- Work to do
Render everything in the entries below from the line containing "spot the hazy skyline" through the end of the entries as a JSON list of strings, one string per line, leaving out blank lines. Include only those lines.

[Dataset entries about object locations]
———

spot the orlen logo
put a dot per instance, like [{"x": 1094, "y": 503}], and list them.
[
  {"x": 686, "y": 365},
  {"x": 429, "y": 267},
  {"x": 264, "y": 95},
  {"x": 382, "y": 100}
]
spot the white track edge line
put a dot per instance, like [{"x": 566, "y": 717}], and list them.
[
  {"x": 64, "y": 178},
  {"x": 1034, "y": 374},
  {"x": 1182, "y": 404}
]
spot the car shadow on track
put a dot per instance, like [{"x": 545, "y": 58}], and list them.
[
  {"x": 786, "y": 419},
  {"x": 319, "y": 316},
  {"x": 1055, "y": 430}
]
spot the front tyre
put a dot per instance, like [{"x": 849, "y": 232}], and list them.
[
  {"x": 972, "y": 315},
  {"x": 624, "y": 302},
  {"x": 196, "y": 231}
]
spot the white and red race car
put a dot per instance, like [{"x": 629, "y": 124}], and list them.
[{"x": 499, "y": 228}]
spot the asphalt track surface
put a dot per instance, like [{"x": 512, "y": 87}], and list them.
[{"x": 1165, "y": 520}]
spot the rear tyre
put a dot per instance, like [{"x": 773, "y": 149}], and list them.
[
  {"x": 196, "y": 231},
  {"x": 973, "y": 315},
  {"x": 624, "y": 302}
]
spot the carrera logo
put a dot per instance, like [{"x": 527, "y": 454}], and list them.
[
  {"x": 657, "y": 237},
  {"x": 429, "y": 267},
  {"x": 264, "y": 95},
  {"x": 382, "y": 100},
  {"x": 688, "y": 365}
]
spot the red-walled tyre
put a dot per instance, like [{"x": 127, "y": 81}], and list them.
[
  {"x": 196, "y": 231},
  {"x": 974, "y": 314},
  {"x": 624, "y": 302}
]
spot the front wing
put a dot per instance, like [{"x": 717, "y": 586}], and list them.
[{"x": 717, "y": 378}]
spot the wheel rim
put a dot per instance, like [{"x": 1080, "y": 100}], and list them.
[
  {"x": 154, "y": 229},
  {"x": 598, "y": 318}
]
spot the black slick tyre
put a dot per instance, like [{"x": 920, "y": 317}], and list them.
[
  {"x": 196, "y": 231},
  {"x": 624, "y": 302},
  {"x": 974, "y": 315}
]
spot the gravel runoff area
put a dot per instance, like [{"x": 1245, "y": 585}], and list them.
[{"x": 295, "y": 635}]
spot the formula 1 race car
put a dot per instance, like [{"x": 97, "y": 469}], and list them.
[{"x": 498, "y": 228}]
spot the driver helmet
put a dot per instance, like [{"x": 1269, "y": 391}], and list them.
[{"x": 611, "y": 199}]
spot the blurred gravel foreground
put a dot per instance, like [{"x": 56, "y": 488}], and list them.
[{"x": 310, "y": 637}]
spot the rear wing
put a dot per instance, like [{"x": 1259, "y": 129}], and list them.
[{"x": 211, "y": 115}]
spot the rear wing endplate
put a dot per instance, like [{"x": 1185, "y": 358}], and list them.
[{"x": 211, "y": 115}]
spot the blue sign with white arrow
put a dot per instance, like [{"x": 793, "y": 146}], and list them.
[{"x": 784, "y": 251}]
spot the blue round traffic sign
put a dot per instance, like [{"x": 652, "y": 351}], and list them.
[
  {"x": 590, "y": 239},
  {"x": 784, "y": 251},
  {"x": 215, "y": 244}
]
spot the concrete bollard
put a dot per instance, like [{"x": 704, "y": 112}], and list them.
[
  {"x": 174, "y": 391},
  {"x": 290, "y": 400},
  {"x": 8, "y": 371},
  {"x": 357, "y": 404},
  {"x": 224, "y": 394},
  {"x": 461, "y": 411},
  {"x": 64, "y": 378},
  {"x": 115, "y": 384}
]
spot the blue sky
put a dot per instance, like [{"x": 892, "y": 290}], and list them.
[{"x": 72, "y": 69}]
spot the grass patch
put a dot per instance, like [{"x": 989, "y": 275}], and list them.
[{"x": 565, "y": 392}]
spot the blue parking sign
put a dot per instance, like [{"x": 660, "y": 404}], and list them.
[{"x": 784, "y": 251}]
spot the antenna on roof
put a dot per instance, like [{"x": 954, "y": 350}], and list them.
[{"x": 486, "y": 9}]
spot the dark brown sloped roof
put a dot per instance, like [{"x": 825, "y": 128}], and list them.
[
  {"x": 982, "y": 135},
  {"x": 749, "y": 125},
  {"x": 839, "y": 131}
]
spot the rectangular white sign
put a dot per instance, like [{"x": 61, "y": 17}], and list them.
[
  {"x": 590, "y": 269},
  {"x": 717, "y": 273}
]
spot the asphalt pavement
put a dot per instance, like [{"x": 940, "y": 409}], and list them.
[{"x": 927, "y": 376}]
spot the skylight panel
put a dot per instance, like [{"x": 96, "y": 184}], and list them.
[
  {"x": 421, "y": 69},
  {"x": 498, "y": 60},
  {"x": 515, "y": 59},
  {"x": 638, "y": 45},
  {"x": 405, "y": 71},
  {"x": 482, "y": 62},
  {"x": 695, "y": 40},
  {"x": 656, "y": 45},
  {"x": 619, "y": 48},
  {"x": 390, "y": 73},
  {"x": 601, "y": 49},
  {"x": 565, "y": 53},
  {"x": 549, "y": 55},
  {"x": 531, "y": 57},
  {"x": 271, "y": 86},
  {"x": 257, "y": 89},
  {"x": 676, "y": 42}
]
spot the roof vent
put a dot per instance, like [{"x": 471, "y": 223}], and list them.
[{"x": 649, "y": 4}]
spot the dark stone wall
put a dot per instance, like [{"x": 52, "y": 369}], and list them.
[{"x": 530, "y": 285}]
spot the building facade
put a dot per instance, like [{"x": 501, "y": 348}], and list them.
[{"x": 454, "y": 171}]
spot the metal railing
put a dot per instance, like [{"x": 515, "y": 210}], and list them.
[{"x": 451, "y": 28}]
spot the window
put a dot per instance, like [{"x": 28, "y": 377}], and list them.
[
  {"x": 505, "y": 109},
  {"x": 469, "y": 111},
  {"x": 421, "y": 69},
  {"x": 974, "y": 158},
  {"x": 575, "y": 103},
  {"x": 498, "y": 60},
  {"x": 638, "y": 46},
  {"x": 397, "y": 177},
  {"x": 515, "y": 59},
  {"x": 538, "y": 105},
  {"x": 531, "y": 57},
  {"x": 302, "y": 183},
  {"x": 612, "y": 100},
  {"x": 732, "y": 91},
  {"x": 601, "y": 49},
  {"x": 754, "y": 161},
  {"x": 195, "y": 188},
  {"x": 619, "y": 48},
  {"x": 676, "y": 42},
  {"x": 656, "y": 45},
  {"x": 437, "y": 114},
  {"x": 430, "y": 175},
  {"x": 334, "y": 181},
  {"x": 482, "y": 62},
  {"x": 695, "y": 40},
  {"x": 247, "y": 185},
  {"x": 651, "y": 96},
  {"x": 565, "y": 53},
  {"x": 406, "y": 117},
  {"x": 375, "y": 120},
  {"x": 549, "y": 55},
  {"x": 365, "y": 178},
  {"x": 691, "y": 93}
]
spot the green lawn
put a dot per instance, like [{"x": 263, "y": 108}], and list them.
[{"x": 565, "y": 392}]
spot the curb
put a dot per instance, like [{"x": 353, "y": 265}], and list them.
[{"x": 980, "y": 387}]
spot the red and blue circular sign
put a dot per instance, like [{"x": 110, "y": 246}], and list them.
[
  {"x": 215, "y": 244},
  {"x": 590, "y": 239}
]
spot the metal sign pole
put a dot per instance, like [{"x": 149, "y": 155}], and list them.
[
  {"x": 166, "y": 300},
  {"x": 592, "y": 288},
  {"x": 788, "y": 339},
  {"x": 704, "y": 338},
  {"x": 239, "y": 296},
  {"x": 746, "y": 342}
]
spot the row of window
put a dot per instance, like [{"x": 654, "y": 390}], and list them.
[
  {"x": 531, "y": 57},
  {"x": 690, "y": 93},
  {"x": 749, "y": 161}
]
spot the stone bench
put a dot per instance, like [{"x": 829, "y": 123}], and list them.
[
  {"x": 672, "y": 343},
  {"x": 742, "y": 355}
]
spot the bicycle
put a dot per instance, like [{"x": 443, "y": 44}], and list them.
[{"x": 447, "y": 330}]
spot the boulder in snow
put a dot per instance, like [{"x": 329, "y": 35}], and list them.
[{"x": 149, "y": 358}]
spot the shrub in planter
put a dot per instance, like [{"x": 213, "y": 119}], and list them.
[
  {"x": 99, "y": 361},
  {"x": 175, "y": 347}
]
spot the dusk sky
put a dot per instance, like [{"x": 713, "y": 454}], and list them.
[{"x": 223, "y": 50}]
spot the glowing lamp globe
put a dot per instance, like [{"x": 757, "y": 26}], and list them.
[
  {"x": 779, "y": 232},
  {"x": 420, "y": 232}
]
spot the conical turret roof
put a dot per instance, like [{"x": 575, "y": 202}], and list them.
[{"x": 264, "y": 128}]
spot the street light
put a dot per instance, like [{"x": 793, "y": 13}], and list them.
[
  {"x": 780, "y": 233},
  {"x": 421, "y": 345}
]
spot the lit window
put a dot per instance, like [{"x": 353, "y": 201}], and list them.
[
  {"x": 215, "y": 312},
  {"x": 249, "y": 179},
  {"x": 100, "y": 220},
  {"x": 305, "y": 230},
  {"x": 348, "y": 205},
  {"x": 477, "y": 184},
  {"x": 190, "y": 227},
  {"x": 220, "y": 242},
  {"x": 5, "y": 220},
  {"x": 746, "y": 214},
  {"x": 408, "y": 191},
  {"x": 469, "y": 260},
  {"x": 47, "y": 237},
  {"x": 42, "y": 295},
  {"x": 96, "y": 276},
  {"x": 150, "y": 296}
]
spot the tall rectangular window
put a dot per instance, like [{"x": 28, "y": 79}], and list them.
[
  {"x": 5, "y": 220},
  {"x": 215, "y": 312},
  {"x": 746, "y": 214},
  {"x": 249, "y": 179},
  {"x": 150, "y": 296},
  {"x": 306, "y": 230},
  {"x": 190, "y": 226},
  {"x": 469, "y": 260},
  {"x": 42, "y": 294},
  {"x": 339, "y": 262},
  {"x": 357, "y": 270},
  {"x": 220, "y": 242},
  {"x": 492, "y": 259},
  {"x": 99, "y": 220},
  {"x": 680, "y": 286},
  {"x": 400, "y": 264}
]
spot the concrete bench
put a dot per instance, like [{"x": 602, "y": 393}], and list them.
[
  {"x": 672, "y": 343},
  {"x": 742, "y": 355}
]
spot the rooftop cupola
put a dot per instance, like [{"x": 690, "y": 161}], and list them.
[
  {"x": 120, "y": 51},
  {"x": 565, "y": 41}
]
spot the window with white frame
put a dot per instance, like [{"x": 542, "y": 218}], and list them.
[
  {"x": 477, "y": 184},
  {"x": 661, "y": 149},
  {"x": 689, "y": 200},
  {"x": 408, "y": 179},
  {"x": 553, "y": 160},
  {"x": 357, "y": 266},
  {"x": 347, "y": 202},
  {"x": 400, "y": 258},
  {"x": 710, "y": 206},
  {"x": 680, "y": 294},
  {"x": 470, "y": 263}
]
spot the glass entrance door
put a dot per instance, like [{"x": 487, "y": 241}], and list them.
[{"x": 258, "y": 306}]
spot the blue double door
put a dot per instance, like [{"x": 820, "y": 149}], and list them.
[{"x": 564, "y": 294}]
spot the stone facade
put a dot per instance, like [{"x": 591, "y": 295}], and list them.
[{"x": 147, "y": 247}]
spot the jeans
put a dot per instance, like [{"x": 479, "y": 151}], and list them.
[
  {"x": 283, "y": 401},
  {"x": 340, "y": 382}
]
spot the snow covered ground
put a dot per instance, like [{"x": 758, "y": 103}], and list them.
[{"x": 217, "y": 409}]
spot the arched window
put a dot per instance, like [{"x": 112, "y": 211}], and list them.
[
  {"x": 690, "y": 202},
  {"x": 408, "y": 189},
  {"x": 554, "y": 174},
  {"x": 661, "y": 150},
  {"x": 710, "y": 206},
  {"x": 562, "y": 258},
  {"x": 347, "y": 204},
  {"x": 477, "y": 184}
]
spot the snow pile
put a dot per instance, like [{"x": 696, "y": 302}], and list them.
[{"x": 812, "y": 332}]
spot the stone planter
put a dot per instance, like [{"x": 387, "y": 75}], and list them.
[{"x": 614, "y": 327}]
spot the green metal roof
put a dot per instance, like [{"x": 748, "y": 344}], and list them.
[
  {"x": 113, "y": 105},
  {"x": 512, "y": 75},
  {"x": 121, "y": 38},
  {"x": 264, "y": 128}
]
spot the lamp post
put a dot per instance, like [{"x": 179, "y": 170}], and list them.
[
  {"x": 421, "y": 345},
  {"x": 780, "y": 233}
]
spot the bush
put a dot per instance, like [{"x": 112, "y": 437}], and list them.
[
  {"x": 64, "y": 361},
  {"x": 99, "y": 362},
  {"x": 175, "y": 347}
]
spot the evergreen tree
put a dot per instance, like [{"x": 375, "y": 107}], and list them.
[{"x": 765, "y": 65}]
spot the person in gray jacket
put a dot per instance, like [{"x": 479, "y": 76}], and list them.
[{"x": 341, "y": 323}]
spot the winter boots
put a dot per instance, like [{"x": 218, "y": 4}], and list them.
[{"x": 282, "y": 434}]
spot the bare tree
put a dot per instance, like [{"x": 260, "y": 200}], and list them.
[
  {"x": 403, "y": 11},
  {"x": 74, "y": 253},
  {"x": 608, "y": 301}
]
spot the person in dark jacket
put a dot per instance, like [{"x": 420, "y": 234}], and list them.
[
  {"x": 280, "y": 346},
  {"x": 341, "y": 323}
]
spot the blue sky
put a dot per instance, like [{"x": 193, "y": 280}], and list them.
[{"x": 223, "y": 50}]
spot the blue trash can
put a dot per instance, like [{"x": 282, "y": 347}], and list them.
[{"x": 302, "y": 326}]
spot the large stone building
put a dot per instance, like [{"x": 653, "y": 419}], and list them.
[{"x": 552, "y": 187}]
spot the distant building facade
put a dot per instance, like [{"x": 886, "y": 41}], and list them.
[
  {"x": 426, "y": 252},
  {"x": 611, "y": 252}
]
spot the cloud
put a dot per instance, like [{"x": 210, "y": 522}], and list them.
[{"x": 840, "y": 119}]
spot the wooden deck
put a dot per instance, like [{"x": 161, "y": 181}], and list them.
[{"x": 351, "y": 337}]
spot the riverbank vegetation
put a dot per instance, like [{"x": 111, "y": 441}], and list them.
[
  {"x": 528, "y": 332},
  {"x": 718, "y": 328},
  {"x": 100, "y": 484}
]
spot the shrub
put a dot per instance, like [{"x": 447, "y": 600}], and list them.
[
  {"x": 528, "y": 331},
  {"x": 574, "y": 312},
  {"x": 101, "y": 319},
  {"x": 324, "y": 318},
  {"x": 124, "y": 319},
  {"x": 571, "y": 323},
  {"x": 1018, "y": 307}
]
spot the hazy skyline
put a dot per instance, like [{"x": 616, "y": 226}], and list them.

———

- Output below
[
  "spot the hazy skyline",
  "put a dot per instance, like [{\"x\": 616, \"y\": 226}], and list them."
]